• **BRANO PROPOSTO**:
○ ○ ○ ○

Pensi sempre a queste cose?

Pietro, per burlarla, affondò la bambola a calcagnate, nella melma; e poi ci si mise con furore, con il cuore palpitante, impaurito di vederla uscir fuori, pallido.

Ghìsola, guardandolo dall’uscio, borbottò:

Stupido!

Pietro sentì rimorso, e tentò tutti i mezzi di riconciliarsi; ma lei gli volse le spalle, mangiando un pezzo di pane trovato nella madia. Allora egli aperse un temperino che aveva in tasca e le ferì una coscia. La giovinetta, impallidita, si sforzò di contenersi. Egli, credendo di non averle fatto male, con il temperino in mano, offeso e indispettito, fece l’atto di slanciarsi un’altra volta; ma ella, allora, gli tirò un calcio, e corse in camera buttando via il pane”.

Ed ecco, poco più avanti, gli effetti che questo episodio ha avuto su Pietro: “Dopo qualche mese, trovatala per caso sola nel campo, prima s’allontanò e poi tornò indietro, arrischiandosi a chiederle:

Ti feci male parecchio?

I suoi piedi, che affondavano nella terra lavorata, gli davano un senso di sgomento. Ma ella lo guardò sorridendo.

Quando?

Quando ti ficcai, senza volere, il temperino nella carne.

○ ○ ○ ○

• **RECORD DEL DATASET**:
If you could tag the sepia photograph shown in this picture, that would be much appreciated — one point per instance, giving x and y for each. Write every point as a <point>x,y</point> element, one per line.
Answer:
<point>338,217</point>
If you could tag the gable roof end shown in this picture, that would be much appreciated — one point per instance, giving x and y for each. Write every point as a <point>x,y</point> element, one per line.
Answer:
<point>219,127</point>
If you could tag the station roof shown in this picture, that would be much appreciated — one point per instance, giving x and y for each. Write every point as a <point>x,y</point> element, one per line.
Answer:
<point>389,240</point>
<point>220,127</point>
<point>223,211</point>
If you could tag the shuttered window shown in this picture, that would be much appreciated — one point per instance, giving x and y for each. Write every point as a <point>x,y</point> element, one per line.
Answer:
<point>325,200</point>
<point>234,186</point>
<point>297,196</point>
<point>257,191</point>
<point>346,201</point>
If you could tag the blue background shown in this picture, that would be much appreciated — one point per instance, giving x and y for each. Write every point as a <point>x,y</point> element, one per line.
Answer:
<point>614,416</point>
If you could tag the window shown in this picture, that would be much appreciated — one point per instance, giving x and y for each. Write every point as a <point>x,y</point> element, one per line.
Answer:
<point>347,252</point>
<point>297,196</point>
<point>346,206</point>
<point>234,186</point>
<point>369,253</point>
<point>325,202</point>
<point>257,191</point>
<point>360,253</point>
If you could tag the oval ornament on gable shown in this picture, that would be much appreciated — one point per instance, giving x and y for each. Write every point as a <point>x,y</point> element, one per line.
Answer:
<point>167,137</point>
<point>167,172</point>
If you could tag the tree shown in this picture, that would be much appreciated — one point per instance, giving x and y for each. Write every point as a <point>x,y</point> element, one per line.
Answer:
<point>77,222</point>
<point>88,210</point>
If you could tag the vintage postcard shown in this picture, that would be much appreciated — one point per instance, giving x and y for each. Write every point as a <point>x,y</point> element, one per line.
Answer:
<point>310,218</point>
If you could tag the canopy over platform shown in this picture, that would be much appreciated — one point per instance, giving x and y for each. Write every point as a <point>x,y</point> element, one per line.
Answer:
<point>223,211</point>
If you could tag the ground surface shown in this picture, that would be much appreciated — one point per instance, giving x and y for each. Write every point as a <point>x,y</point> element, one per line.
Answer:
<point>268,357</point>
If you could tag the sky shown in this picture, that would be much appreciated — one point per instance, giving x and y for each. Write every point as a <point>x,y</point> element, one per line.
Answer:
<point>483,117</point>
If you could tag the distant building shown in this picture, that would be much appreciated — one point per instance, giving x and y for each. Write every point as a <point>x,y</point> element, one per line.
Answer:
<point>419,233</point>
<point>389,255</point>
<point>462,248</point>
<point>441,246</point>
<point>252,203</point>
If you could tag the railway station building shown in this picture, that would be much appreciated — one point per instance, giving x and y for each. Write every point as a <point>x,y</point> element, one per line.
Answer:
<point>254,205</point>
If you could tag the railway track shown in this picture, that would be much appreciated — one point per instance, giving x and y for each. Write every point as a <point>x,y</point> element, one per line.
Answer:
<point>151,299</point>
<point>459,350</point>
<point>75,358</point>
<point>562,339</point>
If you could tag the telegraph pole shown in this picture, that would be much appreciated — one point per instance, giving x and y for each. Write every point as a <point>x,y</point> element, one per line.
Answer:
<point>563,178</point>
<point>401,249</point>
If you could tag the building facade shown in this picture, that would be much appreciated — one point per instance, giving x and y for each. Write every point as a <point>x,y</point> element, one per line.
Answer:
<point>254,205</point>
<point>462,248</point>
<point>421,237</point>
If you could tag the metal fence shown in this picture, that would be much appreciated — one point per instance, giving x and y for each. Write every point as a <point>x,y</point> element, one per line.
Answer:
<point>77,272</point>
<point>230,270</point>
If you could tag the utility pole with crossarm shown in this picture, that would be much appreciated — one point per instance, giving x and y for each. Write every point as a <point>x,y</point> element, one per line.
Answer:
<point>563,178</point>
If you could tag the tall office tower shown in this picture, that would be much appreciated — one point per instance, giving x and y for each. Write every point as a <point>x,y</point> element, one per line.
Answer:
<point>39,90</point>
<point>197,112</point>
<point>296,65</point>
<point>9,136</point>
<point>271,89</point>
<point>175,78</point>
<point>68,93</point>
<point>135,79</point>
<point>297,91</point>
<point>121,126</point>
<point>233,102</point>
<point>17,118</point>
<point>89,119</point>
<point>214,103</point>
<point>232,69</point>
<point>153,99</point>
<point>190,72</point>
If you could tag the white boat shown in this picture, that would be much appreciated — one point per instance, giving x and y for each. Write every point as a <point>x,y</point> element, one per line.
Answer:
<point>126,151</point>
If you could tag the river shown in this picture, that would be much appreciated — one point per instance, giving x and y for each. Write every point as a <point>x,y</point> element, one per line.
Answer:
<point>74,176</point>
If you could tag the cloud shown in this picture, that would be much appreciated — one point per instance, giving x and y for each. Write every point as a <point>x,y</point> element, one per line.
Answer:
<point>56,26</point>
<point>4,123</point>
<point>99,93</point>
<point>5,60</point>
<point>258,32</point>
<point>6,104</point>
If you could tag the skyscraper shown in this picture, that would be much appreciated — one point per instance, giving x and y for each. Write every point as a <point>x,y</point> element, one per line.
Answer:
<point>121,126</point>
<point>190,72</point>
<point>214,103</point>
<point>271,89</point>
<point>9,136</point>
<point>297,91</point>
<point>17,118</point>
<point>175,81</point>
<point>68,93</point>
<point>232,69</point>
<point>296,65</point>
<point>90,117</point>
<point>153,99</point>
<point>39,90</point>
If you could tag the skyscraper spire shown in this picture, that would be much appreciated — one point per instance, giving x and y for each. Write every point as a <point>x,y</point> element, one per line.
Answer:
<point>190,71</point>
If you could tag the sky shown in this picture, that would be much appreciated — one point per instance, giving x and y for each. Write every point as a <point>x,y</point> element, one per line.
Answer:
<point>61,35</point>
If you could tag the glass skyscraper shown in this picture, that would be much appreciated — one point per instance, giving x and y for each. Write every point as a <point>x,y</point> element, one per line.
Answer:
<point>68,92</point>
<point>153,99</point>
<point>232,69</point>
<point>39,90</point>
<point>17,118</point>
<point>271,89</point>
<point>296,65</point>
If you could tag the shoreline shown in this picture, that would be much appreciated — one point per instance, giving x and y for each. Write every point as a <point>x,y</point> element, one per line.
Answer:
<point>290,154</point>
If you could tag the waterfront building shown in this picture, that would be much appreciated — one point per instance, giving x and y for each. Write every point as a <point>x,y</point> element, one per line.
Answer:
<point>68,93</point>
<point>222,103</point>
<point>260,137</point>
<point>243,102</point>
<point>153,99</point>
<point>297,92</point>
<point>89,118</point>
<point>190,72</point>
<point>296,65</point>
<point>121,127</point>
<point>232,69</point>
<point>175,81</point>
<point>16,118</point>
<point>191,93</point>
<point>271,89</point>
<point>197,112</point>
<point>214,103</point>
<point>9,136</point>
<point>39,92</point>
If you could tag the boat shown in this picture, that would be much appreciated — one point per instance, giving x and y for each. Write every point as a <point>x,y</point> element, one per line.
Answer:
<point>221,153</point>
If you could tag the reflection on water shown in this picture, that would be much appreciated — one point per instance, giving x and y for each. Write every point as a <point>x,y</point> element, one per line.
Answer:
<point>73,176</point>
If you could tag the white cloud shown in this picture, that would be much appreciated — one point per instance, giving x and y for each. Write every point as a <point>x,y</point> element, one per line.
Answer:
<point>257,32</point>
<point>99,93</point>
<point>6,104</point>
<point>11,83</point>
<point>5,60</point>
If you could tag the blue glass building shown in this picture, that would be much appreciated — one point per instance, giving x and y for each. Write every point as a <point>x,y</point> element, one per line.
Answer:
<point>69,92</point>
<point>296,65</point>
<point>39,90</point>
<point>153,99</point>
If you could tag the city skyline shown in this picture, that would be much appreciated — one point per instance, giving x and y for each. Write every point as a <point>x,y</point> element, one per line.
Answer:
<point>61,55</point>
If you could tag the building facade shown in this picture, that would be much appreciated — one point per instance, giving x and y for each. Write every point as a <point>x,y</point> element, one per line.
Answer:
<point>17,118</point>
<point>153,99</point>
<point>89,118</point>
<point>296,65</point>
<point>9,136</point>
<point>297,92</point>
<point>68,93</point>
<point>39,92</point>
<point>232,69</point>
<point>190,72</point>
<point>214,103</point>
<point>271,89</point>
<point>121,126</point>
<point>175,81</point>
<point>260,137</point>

○ ○ ○ ○

• **OBIETTIVO DEL COMPITO**: Riporti fedelmente il tratto del brano su Pietro e Ghìsola che va da "Ed ecco, poco" fino a "temperino nella carne.". I record riportati sopra non sono necessari.

• **RISULTATO DELL'ESERCIZIO**:
Ed ecco, poco più avanti, gli effetti che questo episodio ha avuto su Pietro: “Dopo qualche mese, trovatala per caso sola nel campo, prima s’allontanò e poi tornò indietro, arrischiandosi a chiederle:

Ti feci male parecchio?

I suoi piedi, che affondavano nella terra lavorata, gli davano un senso di sgomento. Ma ella lo guardò sorridendo.

Quando?

Quando ti ficcai, senza volere, il temperino nella carne.